__Written task__: Copy these entries again, swapping every "drop a point" for "place a marker" and changing nothing else.
[START Supplied entries]
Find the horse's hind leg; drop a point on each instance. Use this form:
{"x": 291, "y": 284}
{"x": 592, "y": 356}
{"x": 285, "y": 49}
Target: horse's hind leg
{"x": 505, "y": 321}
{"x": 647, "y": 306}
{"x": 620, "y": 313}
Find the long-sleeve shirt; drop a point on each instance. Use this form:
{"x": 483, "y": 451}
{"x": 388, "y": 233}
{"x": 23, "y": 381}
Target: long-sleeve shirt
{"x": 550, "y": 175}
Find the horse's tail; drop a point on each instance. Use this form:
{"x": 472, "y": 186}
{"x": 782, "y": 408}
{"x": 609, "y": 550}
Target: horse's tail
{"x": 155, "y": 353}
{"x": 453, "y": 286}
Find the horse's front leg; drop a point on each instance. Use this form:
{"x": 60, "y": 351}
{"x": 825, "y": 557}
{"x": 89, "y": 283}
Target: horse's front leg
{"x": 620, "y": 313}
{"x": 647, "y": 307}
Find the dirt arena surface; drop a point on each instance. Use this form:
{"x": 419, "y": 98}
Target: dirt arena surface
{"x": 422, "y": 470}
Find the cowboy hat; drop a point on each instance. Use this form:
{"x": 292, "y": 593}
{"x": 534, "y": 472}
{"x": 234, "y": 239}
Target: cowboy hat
[END Supplied entries]
__Answer to this task__:
Find the horse's hind leg; place a marker on each instance. Use this form:
{"x": 291, "y": 284}
{"x": 592, "y": 356}
{"x": 285, "y": 49}
Target: horse's hind leg
{"x": 505, "y": 321}
{"x": 647, "y": 306}
{"x": 620, "y": 313}
Find the long-sleeve shirt; place a marker on each instance. Use this form:
{"x": 483, "y": 451}
{"x": 388, "y": 233}
{"x": 23, "y": 381}
Target: long-sleeve shirt
{"x": 550, "y": 175}
Find the horse's tail; place a marker on each instance. Use this form:
{"x": 472, "y": 186}
{"x": 782, "y": 408}
{"x": 609, "y": 550}
Target: horse's tail
{"x": 155, "y": 353}
{"x": 453, "y": 286}
Find the horse's front leg; place a marker on each instance. Use this form:
{"x": 60, "y": 351}
{"x": 825, "y": 557}
{"x": 89, "y": 283}
Target: horse's front leg
{"x": 620, "y": 313}
{"x": 647, "y": 307}
Find the dirt arena surface; place a marker on each instance. Use this form:
{"x": 419, "y": 98}
Target: dirt arena surface
{"x": 422, "y": 470}
Find the cowboy hat; place a marker on each instance. Use this form:
{"x": 292, "y": 593}
{"x": 534, "y": 472}
{"x": 234, "y": 239}
Target: cowboy hat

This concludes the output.